● INFORMATION SHOWN
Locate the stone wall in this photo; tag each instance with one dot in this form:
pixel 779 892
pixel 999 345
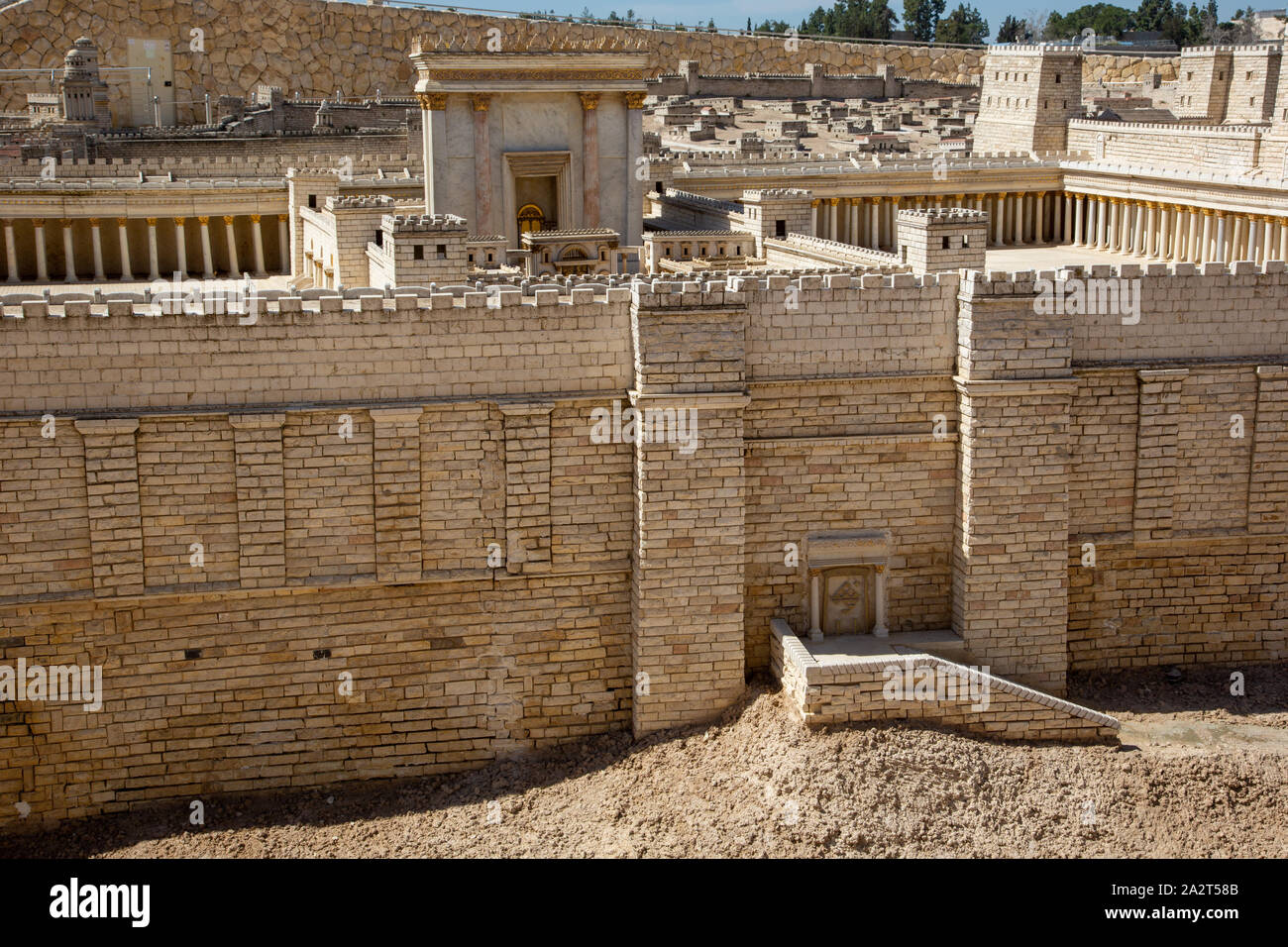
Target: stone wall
pixel 410 492
pixel 317 48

● TASK OBJECTIVE
Reproduce the material above word for word, leaving out the pictures.

● FINISHED TASK
Locate the stone wall in this photo; tag each instance with one dot in this form:
pixel 779 892
pixel 999 345
Target: stone wall
pixel 410 492
pixel 317 48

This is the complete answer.